■ Your assignment ■
Lines in the entries below where the word "railing" shows up should each be copied.

■ Material for this task ■
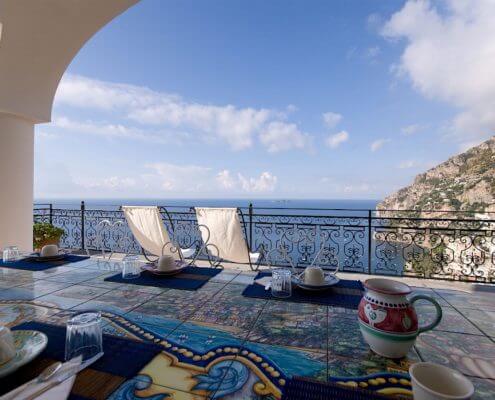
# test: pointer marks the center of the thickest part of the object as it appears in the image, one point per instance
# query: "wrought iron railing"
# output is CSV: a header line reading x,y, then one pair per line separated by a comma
x,y
445,245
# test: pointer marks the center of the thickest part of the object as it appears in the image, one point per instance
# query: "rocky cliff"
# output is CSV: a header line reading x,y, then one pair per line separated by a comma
x,y
465,182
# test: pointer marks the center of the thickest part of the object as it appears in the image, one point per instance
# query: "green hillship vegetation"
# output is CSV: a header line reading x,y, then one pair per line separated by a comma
x,y
464,183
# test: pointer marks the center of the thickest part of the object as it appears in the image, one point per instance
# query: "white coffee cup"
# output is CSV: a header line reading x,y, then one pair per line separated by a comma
x,y
166,263
7,347
436,382
49,250
314,276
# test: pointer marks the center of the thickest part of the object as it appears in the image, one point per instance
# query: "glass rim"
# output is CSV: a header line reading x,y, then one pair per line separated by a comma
x,y
85,318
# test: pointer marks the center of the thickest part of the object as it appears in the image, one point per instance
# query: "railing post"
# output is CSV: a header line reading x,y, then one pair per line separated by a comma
x,y
251,226
369,240
83,208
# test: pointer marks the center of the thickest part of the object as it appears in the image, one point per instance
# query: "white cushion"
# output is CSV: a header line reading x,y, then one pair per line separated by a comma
x,y
254,257
188,253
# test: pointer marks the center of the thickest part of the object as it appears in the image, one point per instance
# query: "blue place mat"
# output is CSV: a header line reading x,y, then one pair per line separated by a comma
x,y
122,360
308,389
29,265
191,278
346,293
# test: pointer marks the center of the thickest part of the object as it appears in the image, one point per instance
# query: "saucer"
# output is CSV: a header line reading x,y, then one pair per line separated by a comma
x,y
28,344
152,268
330,280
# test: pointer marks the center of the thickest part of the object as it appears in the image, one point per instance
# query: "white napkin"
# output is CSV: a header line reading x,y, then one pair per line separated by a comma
x,y
59,392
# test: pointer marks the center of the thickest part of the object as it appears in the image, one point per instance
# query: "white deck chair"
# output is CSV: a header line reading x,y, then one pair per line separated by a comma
x,y
226,235
148,229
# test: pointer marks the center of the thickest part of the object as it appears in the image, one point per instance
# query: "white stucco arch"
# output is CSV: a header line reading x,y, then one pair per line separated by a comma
x,y
38,40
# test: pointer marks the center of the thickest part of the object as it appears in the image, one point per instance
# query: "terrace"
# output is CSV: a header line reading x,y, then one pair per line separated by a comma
x,y
214,341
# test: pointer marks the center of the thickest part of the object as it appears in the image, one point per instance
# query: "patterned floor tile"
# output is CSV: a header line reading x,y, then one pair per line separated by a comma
x,y
225,276
479,301
292,324
101,283
289,361
32,291
16,312
485,320
472,355
72,296
117,299
452,320
179,304
428,292
76,276
50,272
370,364
484,389
237,316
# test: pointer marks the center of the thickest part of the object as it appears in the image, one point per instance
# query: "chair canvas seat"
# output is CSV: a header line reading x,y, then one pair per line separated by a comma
x,y
225,234
254,257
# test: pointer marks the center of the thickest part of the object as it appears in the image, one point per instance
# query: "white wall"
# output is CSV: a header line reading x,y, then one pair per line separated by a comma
x,y
16,182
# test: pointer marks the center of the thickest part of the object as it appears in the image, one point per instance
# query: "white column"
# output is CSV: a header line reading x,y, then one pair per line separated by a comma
x,y
16,181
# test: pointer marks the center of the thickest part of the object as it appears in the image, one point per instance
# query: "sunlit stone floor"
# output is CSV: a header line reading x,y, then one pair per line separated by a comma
x,y
278,339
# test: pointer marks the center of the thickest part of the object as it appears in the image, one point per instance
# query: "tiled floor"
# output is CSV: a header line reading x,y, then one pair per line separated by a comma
x,y
253,344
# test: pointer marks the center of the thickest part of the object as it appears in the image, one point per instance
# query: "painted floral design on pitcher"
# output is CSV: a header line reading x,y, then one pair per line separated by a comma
x,y
387,318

■ Output of the task ■
# query: "wrought iron railing"
# query: "railing post"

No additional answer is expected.